TASK OBJECTIVE: Return every line in the records that contains the string "heart".

>> begin ENTRIES

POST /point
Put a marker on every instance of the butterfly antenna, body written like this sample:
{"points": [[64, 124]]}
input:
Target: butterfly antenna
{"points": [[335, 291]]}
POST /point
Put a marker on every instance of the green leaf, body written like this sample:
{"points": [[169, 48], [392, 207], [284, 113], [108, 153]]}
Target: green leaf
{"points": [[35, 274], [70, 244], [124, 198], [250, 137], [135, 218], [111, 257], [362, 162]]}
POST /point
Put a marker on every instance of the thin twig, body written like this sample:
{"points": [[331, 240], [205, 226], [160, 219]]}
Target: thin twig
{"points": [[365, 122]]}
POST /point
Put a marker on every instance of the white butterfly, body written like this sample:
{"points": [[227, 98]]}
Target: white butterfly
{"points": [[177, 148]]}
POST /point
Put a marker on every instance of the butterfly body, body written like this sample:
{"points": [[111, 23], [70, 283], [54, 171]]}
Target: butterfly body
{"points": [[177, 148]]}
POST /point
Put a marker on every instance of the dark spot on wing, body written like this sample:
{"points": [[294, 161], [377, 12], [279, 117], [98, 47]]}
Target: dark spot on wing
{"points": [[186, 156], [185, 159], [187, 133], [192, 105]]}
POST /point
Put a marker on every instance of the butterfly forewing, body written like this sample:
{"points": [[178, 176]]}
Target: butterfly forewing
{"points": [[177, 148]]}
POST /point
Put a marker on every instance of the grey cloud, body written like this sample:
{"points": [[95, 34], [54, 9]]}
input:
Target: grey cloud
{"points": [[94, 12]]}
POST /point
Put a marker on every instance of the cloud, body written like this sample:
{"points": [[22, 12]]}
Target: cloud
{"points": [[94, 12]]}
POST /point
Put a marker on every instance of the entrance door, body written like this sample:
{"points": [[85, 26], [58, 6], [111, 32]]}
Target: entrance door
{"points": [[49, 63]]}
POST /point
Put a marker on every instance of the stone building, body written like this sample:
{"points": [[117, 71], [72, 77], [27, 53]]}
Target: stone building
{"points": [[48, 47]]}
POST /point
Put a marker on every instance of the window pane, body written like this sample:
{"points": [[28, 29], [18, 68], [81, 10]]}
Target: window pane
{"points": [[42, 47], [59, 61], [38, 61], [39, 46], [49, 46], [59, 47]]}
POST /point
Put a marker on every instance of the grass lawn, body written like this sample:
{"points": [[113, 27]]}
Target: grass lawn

>> end ENTRIES
>> begin ENTRIES

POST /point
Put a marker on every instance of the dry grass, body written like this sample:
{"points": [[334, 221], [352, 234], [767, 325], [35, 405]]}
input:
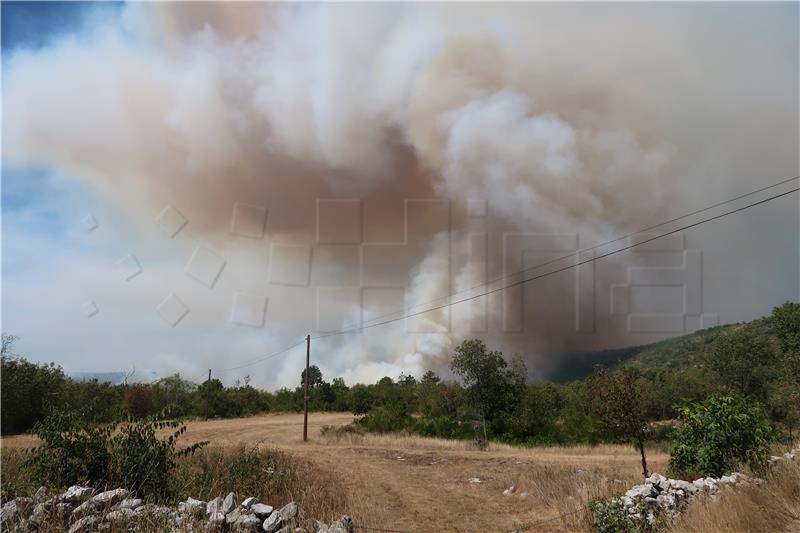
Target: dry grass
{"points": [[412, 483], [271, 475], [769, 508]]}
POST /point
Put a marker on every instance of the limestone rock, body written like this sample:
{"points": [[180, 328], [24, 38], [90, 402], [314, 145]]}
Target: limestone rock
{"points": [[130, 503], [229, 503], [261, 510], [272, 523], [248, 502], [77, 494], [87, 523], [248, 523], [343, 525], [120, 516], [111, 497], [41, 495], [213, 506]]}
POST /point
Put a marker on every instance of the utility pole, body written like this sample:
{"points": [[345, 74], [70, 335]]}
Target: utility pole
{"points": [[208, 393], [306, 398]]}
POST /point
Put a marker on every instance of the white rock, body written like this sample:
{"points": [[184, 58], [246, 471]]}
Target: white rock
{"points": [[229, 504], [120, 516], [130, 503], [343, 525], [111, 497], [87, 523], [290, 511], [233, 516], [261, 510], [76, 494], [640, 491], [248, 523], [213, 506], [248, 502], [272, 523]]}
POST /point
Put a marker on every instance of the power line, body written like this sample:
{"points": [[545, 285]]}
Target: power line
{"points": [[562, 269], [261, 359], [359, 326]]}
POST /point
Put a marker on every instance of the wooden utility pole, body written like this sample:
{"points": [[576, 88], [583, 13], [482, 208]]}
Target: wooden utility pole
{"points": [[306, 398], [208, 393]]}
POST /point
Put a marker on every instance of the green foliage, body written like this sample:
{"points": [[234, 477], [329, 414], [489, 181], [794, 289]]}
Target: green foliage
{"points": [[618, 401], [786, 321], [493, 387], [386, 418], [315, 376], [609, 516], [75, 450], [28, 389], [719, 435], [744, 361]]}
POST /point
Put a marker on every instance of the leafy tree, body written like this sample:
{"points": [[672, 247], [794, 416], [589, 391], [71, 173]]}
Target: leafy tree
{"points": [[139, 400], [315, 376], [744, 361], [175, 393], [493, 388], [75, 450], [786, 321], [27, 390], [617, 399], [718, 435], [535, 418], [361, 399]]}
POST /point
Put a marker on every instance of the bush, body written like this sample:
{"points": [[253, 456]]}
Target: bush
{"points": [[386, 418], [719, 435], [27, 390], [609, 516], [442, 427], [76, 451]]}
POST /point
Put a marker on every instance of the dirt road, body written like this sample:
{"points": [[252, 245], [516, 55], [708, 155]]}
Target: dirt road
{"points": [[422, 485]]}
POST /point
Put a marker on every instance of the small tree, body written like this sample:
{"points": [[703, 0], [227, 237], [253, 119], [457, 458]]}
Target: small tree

>> end ENTRIES
>> begin ENTRIES

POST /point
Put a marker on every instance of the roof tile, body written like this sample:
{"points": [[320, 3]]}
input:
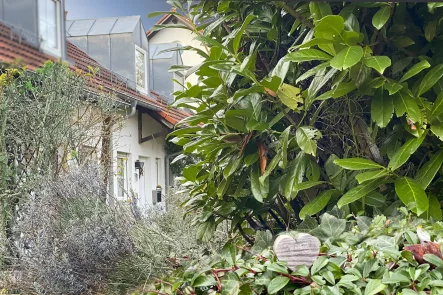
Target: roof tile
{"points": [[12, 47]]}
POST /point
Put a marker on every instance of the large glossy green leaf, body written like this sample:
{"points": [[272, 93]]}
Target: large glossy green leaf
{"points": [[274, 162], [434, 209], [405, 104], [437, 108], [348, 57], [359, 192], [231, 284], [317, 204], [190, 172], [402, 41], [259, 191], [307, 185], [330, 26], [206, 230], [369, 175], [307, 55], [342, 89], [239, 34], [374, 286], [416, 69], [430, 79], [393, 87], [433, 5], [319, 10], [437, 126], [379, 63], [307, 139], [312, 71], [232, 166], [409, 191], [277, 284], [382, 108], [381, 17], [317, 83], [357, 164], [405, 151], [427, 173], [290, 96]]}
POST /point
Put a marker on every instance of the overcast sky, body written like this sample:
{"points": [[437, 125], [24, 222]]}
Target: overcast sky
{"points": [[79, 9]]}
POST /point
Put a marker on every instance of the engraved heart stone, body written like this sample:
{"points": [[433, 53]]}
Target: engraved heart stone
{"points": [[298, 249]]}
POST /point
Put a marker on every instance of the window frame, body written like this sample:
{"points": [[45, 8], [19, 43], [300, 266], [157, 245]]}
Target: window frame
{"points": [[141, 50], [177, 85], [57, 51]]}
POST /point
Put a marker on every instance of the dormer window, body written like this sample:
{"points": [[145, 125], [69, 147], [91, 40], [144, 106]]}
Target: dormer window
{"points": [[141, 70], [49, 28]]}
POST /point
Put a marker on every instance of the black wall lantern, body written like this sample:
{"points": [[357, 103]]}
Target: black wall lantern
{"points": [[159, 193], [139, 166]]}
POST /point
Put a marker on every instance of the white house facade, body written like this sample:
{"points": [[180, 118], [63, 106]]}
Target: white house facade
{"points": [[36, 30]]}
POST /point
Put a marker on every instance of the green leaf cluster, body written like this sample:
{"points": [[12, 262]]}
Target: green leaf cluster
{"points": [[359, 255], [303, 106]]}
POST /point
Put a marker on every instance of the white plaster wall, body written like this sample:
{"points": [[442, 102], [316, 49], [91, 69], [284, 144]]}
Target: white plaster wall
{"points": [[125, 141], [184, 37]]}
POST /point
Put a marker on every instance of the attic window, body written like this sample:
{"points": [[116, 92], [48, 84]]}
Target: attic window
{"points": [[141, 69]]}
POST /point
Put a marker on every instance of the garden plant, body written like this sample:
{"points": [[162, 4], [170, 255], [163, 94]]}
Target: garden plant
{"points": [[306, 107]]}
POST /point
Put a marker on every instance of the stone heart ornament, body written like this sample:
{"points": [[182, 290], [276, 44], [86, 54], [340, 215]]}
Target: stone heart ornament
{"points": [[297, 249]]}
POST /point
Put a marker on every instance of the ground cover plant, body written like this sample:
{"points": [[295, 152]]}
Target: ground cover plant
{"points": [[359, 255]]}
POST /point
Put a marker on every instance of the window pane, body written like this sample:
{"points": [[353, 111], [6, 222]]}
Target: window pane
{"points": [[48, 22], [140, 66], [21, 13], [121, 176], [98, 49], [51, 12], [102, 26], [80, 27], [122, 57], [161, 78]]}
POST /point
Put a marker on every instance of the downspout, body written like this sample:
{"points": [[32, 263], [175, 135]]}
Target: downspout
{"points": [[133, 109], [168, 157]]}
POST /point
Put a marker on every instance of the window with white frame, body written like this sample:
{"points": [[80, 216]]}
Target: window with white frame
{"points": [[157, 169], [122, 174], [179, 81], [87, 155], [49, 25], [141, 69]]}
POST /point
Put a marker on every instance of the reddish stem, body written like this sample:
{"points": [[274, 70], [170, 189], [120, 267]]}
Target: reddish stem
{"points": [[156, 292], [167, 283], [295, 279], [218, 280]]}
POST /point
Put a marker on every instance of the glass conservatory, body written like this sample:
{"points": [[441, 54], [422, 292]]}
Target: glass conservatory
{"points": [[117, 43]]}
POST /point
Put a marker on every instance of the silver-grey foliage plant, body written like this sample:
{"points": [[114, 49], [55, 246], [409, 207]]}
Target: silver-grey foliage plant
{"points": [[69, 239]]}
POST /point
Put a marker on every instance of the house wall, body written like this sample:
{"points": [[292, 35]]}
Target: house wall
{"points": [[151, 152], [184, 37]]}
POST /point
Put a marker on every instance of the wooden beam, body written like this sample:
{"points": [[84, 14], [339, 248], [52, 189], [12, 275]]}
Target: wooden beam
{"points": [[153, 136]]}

>> end ENTRIES

TASK RESULT:
Put a marker on every instance of the engraved heart stone, body written like this sample:
Target: engraved heart stone
Put a marker on every instance of the stone heart ornament, body written like this sample:
Target: stone heart ornament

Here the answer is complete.